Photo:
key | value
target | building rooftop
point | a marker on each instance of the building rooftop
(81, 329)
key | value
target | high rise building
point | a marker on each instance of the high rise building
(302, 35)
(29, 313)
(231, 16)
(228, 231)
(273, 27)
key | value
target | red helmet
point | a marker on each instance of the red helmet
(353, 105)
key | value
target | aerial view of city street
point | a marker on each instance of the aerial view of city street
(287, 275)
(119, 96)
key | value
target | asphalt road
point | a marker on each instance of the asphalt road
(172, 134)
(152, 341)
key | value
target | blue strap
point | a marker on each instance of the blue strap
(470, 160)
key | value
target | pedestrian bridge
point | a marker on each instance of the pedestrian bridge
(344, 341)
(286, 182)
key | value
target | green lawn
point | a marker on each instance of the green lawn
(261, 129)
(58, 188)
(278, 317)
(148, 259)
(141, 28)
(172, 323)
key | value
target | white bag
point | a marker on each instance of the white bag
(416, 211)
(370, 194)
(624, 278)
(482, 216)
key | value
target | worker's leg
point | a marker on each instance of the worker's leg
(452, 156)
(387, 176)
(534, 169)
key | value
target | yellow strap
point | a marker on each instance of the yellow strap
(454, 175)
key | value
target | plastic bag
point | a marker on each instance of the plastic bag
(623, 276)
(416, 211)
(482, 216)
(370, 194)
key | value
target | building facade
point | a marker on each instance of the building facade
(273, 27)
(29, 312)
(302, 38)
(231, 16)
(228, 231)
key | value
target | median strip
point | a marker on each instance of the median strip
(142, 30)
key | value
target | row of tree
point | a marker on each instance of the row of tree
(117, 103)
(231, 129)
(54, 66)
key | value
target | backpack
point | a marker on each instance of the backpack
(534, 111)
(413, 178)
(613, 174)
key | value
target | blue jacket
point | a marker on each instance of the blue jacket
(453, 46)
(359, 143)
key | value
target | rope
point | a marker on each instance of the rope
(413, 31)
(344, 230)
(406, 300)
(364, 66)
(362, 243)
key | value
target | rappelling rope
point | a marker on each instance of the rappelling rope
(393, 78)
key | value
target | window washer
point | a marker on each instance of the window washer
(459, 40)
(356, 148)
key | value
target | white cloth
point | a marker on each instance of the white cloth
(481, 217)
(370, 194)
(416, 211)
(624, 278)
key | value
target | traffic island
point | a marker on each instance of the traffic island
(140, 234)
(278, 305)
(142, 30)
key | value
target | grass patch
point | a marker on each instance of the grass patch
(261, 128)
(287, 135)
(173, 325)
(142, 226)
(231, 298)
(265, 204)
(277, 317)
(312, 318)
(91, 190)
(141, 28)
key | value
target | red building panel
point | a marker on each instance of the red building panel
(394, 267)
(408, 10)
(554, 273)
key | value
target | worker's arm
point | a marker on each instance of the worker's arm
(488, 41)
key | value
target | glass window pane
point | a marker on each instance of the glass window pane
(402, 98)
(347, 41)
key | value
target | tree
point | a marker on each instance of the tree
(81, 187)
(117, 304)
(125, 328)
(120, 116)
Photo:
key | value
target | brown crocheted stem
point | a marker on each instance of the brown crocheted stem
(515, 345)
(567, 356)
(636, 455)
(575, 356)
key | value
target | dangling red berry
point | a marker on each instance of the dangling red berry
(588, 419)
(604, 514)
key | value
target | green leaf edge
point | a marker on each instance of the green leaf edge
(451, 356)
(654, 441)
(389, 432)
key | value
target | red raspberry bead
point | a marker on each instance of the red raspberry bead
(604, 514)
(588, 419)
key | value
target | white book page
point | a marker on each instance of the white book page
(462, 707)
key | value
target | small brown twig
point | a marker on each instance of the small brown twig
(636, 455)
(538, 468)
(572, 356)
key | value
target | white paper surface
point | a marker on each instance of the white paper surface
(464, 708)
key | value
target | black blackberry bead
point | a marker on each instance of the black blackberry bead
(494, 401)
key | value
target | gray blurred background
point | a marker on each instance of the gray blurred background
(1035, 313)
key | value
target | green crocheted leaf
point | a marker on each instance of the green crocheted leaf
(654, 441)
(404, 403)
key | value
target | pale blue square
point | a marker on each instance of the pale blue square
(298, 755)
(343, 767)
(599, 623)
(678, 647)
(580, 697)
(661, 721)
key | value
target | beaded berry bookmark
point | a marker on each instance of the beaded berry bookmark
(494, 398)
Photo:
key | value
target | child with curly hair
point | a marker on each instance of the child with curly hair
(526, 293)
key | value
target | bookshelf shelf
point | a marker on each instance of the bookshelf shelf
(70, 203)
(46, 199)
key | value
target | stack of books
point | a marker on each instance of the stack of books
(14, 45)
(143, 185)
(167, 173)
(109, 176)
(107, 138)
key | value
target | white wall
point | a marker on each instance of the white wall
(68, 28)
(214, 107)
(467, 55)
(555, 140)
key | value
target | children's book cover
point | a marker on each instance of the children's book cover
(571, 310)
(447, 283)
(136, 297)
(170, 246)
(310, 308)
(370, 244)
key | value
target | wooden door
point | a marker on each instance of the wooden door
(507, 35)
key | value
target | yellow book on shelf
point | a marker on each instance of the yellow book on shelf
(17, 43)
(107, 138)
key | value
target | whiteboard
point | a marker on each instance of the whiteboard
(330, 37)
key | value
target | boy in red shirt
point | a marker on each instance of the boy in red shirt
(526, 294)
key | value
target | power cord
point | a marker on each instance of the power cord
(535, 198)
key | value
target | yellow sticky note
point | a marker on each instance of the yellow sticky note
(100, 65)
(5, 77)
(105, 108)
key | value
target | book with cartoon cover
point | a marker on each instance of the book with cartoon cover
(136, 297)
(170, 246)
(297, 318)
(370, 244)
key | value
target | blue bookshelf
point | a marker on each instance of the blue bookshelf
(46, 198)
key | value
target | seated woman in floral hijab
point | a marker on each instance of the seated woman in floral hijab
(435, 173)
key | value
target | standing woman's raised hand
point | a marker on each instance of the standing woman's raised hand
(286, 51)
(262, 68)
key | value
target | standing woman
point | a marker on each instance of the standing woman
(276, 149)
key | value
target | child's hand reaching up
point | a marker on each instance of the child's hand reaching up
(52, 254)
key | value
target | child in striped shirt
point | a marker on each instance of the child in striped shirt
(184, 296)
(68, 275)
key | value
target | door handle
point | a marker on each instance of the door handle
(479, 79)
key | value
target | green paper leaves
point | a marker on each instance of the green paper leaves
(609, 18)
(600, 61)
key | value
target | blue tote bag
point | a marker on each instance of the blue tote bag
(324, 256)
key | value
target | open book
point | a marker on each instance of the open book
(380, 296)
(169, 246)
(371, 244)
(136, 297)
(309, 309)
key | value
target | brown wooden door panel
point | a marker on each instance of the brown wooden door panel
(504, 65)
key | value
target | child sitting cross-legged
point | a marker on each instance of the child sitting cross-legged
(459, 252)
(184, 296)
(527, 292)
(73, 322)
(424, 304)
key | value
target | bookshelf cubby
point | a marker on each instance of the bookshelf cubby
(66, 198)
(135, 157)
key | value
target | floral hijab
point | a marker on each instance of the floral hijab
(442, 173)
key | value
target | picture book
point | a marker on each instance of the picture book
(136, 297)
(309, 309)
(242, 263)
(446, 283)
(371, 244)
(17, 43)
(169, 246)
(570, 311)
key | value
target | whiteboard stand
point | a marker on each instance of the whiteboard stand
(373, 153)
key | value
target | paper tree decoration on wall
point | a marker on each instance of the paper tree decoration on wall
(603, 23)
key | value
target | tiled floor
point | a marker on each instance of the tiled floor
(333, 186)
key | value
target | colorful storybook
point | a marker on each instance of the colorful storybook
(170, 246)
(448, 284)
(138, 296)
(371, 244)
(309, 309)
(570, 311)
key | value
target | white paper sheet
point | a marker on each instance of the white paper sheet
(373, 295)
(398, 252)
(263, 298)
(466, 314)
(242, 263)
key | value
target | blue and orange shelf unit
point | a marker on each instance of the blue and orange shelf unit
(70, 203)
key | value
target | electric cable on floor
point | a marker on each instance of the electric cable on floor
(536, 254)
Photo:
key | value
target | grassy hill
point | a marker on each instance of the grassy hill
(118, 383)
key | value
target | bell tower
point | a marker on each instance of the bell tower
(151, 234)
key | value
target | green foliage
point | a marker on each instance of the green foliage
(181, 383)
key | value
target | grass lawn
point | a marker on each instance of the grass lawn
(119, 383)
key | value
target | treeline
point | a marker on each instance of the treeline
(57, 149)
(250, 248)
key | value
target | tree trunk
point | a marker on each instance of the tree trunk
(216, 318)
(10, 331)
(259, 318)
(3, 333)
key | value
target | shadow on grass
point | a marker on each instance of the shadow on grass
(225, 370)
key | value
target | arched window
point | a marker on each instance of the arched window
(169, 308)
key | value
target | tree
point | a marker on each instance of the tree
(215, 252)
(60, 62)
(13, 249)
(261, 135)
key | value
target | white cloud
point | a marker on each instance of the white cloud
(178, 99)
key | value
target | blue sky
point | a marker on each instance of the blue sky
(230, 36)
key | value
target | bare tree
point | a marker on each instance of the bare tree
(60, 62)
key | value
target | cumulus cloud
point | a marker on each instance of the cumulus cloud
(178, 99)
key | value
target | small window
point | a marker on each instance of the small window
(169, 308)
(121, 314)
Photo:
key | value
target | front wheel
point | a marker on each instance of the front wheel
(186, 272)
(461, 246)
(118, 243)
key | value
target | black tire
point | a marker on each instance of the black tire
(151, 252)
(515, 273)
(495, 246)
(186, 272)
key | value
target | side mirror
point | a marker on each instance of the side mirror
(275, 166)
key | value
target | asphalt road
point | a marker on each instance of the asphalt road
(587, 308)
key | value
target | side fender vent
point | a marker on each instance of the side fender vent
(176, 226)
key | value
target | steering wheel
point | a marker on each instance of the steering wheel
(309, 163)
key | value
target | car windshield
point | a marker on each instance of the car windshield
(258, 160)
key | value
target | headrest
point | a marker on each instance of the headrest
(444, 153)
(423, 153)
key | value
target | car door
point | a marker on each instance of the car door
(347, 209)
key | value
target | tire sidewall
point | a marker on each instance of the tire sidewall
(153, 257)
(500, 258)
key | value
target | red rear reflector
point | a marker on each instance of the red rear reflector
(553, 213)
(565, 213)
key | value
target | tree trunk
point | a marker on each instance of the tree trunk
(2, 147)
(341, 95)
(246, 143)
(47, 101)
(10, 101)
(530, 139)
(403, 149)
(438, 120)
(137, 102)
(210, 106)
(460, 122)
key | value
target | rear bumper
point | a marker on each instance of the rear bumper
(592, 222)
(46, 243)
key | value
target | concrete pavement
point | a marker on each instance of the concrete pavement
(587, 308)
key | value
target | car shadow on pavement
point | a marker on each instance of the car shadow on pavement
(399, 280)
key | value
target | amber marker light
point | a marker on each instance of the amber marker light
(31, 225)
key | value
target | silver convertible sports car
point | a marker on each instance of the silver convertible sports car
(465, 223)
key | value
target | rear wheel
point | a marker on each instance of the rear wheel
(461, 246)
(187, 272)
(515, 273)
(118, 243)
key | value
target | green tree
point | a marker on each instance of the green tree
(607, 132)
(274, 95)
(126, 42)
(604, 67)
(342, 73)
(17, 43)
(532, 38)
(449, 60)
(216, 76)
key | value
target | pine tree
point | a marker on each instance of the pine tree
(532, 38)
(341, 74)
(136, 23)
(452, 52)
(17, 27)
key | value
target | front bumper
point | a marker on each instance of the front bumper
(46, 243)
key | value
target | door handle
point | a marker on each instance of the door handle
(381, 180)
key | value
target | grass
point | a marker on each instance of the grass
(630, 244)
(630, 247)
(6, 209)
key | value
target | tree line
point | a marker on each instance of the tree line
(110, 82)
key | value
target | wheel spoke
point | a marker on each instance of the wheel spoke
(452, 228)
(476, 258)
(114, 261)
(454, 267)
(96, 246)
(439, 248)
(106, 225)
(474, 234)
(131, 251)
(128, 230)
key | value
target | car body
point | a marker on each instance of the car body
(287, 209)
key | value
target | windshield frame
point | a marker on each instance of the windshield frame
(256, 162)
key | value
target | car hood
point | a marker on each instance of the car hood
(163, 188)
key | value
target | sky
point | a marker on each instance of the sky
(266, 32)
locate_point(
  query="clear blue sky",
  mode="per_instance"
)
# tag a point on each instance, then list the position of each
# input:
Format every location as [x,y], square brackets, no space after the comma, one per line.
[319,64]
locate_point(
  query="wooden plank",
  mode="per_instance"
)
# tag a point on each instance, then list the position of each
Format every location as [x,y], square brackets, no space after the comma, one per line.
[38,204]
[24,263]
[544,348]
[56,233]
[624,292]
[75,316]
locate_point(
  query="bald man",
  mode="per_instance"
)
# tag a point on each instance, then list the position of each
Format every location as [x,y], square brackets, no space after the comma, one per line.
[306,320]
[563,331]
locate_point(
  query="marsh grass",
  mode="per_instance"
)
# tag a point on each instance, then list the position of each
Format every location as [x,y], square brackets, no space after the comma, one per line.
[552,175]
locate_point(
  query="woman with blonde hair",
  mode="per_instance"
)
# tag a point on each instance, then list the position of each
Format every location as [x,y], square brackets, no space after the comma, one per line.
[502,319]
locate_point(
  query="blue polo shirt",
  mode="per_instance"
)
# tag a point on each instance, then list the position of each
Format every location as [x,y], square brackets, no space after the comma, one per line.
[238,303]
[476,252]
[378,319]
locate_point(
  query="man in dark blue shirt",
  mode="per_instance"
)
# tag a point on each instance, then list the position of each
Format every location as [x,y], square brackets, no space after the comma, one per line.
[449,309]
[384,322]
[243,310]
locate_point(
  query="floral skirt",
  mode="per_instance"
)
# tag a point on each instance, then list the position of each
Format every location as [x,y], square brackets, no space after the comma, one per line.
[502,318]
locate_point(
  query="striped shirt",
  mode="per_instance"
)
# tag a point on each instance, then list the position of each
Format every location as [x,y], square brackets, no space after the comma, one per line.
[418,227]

━━━━━━━━━━

#### Assigned task
Please reproduce, exactly as they appear above, the lines from the line containing "target | yellow book on shelf" up to and including the line containing "target | power cord".

#### Answer space
target | yellow book on shelf
point | a marker on each instance of the yellow book on shelf
(17, 43)
(107, 138)
key | value
target | whiteboard
point | a marker on each instance of the whiteboard
(330, 37)
key | value
target | boy in red shirt
point | a marker on each instance of the boy in red shirt
(526, 294)
key | value
target | power cord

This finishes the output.